[Pointing and labeling entries]
********

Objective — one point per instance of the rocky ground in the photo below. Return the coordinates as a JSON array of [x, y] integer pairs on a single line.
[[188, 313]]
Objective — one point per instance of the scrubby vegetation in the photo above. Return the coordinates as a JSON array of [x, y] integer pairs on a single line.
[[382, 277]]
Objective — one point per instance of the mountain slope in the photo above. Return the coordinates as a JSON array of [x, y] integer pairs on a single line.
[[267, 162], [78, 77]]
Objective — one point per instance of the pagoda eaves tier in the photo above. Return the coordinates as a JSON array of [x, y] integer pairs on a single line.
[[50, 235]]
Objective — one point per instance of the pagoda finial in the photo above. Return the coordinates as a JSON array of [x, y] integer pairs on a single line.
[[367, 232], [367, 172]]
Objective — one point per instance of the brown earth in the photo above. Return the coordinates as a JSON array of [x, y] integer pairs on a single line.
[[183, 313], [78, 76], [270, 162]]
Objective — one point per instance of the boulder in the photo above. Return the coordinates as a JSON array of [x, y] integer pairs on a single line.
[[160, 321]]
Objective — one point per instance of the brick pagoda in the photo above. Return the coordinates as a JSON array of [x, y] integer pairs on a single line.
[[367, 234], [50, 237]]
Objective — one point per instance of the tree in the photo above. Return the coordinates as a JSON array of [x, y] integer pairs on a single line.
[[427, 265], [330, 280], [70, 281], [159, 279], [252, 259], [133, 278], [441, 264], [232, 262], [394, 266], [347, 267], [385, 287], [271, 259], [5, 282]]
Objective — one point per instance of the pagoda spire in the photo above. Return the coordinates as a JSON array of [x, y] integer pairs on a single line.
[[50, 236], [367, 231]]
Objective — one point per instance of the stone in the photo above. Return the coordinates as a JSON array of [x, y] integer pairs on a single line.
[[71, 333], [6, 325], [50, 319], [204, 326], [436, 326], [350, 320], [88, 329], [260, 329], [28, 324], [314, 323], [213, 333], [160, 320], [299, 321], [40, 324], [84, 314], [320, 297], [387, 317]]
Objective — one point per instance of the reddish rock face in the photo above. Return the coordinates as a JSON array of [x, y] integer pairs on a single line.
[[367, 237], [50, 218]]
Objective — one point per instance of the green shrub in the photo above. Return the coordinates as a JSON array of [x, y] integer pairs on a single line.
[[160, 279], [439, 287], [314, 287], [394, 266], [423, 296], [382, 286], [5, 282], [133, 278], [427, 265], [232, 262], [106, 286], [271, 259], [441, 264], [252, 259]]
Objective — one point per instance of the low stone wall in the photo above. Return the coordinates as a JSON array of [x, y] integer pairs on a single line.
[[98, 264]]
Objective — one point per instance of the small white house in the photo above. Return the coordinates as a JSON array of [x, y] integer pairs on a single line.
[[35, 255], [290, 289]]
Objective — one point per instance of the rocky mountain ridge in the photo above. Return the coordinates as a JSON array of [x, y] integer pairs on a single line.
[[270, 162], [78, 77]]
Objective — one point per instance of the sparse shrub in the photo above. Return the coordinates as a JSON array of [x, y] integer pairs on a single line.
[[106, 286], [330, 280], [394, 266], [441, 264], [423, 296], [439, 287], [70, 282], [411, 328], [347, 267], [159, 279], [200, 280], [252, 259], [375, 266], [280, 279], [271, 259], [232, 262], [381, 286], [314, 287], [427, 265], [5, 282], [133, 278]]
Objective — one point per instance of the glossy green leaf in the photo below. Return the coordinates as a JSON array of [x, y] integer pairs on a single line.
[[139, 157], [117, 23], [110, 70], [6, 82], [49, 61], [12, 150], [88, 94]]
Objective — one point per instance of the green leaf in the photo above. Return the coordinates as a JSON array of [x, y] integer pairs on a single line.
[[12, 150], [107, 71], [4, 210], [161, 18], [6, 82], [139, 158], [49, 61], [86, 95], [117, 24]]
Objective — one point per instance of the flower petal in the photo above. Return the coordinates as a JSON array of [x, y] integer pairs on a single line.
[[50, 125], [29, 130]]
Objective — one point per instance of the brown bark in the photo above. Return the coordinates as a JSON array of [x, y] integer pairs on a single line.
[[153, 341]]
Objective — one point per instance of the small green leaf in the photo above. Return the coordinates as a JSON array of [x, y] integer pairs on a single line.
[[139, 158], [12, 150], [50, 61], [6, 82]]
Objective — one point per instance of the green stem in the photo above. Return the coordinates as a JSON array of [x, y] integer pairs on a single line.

********

■ Exercise prompt:
Update every line of the data above so that "integer pairs" becomes "whole-number pairs", leaving all other text unchanged.

■ Result of the task:
Objective — one point per instance of the rocky ground in the photo below. Return the coordinates as a JSON array of [x, y] whole-number pairs on a single line.
[[188, 313]]
Objective — one point per instance of the scrubby vegetation in the photo above. Return the coordinates as a JSON array of [x, y] whole-number pairs on a single line.
[[382, 277]]
Objective — one point per instance of the mountain slope in the photo above. Return the coordinates as a JSON array of [x, y] whole-number pairs on a single line.
[[267, 162], [78, 77]]
Objective — one point per instance of the pagoda eaves tier in the photo above. Return the coordinates as a JSON array of [x, y] whole-number pairs on a single line.
[[50, 235]]
Objective — one point per instance of the pagoda finial in the photo above. Return the coordinates as a JSON array of [x, y] whole-number pairs on a single line.
[[367, 232], [367, 172]]
Objective — one point per instance of the brown earth in the photo above. Return the coordinates as a JSON array of [x, y] whole-number pairs on a single line.
[[183, 313], [78, 76], [270, 162]]
Objective — one point per instance of the boulder in the photo above. Return the coordinates as a JSON array of [x, y] whole-number pairs on a single line.
[[160, 321]]
Objective — one point per instance of the brick pagoda in the photo above. Return the coordinates as a JSON array of [x, y] whole-number pairs on a single line.
[[367, 234], [50, 237]]
Objective — one point per instance of the tree in the photo above. Return the coordinates as a JSON array of [x, y] whole-number pairs on a single line.
[[427, 265], [330, 280], [70, 281], [159, 279], [252, 259], [133, 278], [441, 264], [232, 262], [394, 266], [347, 267], [385, 287], [271, 259], [5, 282]]
Objective — one point per instance of the pagoda spire in the photo above. Return the coordinates as a JSON array of [x, y] whole-number pairs on a single line.
[[50, 236], [367, 231]]
Objective — one point per instance of the stone in the photo above. Return the coordinates as a JSON array of [x, y] whole-number pairs on a single line.
[[71, 333], [6, 325], [50, 319], [204, 326], [436, 326], [350, 320], [88, 329], [260, 329], [28, 324], [314, 323], [213, 333], [160, 320], [299, 321], [40, 324], [84, 314], [320, 297], [387, 317]]
Objective — one point per instance of the reddish rock face in the photo above. Return the coordinates as a JSON array of [x, y] whole-number pairs on a single line.
[[367, 237], [50, 218]]
Objective — one point per instance of the green shrub in the photo above. Return the coordinates as a JSON array of [x, y] whole-number pairs on a single line.
[[160, 279], [439, 287], [314, 287], [394, 266], [423, 296], [382, 286], [5, 282], [133, 278], [427, 265], [232, 262], [106, 286], [271, 259], [441, 264], [252, 259]]
Objective — one point per instance of the low stone wall in the photo above. Return the coordinates as a JSON array of [x, y] whole-number pairs on a single line.
[[98, 264]]
Objective — one point per instance of the small white house in the photo above. Return the coordinates as a JSON array of [x, y] whole-number pairs on a single line.
[[35, 255], [290, 289]]
Objective — one point per instance of the rocky mountain ridge in the photo above. Return the coordinates as a JSON array of [x, y] whole-number pairs on a single line.
[[270, 162], [78, 77]]
Objective — one point per instance of the sparse shrub in the photo above. Return the coordinates as a JSON array of [x, y] whole-number pairs on a single line.
[[106, 286], [330, 280], [394, 266], [441, 264], [423, 296], [439, 287], [70, 282], [411, 328], [347, 267], [159, 279], [200, 280], [252, 259], [375, 266], [280, 279], [271, 259], [232, 262], [381, 286], [314, 287], [427, 265], [5, 282], [133, 278]]
Objective — one point per instance of the glossy green leaf in the photo below. Return the coordinates as a JSON array of [x, y] whole-number pairs on a single line.
[[139, 157], [117, 23], [110, 70], [6, 82], [49, 61], [12, 150], [88, 94]]
Objective — one point per instance of the green leaf in the photo above. Return the coordinates as a JSON array of [x, y] whole-number pairs on a single line.
[[12, 150], [107, 71], [4, 210], [161, 18], [6, 82], [139, 158], [49, 61], [86, 95], [117, 24]]
Objective — one point per instance of the flower petal in the photo above. Return the coordinates as a JSON array of [x, y] whole-number pairs on a single line.
[[50, 125], [29, 130]]
Objective — one point per instance of the brown bark in the photo above. Return the coordinates as a JSON array of [x, y] whole-number pairs on a single line.
[[153, 341]]
Objective — one point per instance of the small green leaf in the photo above. Return the coordinates as a JSON array of [x, y] whole-number pairs on a single line.
[[139, 158], [12, 150], [50, 61], [6, 82]]
Objective — one point per instance of the green stem in the photo above. Return the coordinates as a JSON array of [x, y] whole-number pairs on a single line.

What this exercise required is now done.